── STUDY TEXT

How Long Does a Cornea Transplant Last

The question, How long does a cornea transplant last, is one of the first you should ask if you are a candidate for a corneal graft. Corneal transplants don’t last forever. Many fail due to rejection. Others deteriorate over time.

Some fall victim to the same disease or same cause that damaged the natural corneas. How long a cornea transplant lasts depends a lot on what makes you a candidate for cornea transplant in the first place.

Research study outcomes indicate that matching the blood types (ABO) compatibility between donor and recipient may be a significant factor in reducing rejection of corneal transplant.

The closer the match, the less likely rejection will take place. In a study reported in 1992 researchers found that the ABO blood type compatibility was significant in improving patient outcomes.

It also found that matching tissue types had no significant effect on the success or failure of corneal grafts. However, this study also proposed the possibility that higher doses of steroids may have significantly improved the outcomes.

High risk patients historically have a 50% corneal graft survival rate at three years. The 1992 study showed an increase to 65% success at three years. Again, this study tested the success of ABO blood-type matching against HLA antigen (tissue) matching, and used higher doses of steroids as well.

The range of success for corneal transplants is from as much as to 95% for diseases such as keratoconus, down to as low as 5% for injuries such as chemical burns.

Other research offers hope for stimulating the division of donor stem cells from the corneal periphery. If successful, this could help generate natural tissue growth that improves healing and lowers the failure and rejection rates associated with corneal transplants.

This tissue has potential to replace the clear corneal tissue that was damaged or removed. Chemical corneal burns have shown good results from stem cell implants.

Improvements to conventional corneal transplants include methods called Descemet's Stripping Endothelial Keratoplasty (DSEK), deep Lamellar Endothelial Keratoplasty (DLEK) and Descemet Membrane Endothelial Keratoplasty (DMEK).

These procedures replace only thin portions of the cornea. They have shown promise with shorter recovery and healing periods and good results.

As with all new procedures, long-term statistics are not yet available for the newer procedures. But, so far, the expectations for improved outcomes are high.

────
── MATERIAL SHOWN

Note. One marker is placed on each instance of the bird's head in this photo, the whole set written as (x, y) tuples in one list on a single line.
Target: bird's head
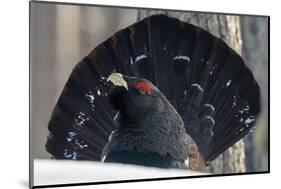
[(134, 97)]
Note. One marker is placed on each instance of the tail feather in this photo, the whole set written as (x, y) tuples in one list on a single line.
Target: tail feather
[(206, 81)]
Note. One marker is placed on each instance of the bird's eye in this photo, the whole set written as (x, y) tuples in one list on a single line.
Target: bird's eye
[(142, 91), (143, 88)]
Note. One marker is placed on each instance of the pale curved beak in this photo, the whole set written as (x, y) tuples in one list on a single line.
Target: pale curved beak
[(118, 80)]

────
── MATERIAL SHOWN

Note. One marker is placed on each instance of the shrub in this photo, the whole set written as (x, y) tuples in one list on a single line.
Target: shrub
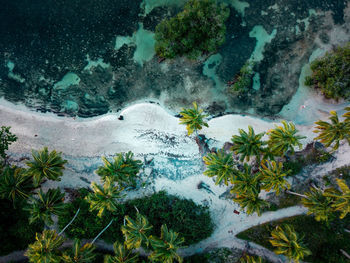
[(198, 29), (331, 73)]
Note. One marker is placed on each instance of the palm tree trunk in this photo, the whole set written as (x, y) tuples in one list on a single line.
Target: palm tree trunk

────
── MATERIAL SHOWN

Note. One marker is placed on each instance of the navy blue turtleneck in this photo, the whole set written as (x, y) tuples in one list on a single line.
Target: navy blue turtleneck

────

PROBLEM: Copy the stretch of the cornea transplant text from "The question, How" through "improving patient outcomes.", word for word.

TASK OUTPUT:
The question, How long does a cornea transplant last, is one of the first you should ask if you are a candidate for a corneal graft. Corneal transplants don’t last forever. Many fail due to rejection. Others deteriorate over time.

Some fall victim to the same disease or same cause that damaged the natural corneas. How long a cornea transplant lasts depends a lot on what makes you a candidate for cornea transplant in the first place.

Research study outcomes indicate that matching the blood types (ABO) compatibility between donor and recipient may be a significant factor in reducing rejection of corneal transplant.

The closer the match, the less likely rejection will take place. In a study reported in 1992 researchers found that the ABO blood type compatibility was significant in improving patient outcomes.